● YOUR INSTRUCTIONS
Can you reproduce every line of the records below word for word, leaving out the pictures?

[Entries for pointing and labeling]
※ ※ ※
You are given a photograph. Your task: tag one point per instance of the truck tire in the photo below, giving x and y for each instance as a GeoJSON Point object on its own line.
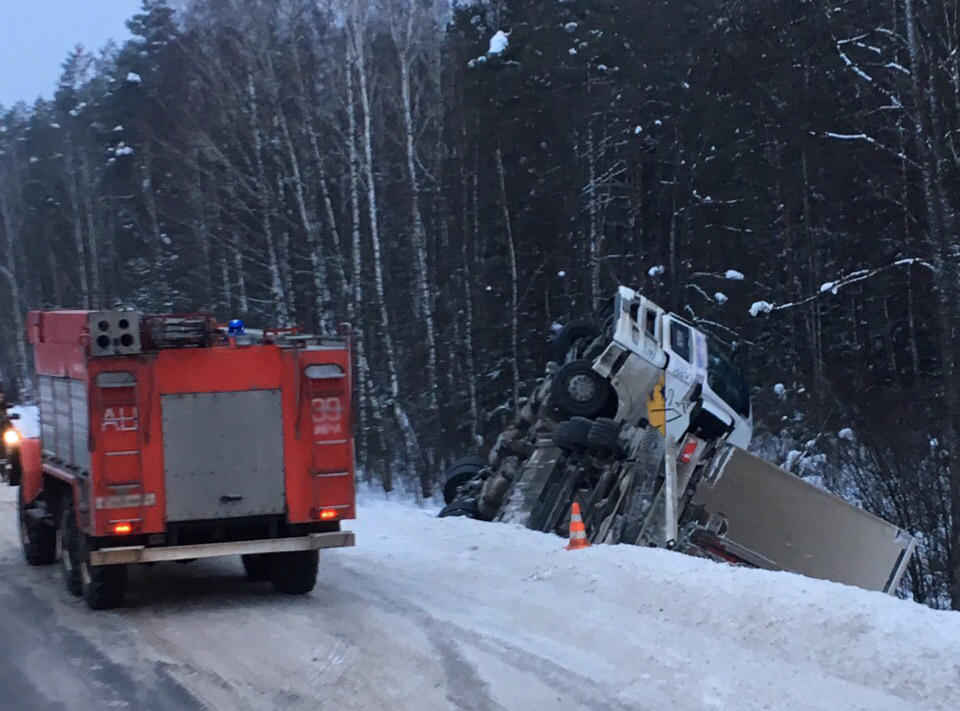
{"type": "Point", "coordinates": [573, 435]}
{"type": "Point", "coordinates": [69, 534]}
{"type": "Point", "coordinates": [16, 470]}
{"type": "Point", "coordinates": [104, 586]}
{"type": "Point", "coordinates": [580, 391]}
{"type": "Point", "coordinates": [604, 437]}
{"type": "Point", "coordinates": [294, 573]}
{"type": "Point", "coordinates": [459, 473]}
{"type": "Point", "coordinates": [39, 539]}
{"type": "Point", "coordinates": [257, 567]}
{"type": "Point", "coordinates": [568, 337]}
※ ※ ※
● RESPONSE
You are given a photograph. Your task: tag one point per instance of the truck tire in the photo below, giving x and y for each instance as a GeoJSON Point object on its own line.
{"type": "Point", "coordinates": [573, 435]}
{"type": "Point", "coordinates": [69, 534]}
{"type": "Point", "coordinates": [16, 470]}
{"type": "Point", "coordinates": [104, 586]}
{"type": "Point", "coordinates": [580, 391]}
{"type": "Point", "coordinates": [604, 437]}
{"type": "Point", "coordinates": [294, 573]}
{"type": "Point", "coordinates": [459, 473]}
{"type": "Point", "coordinates": [39, 539]}
{"type": "Point", "coordinates": [257, 567]}
{"type": "Point", "coordinates": [568, 337]}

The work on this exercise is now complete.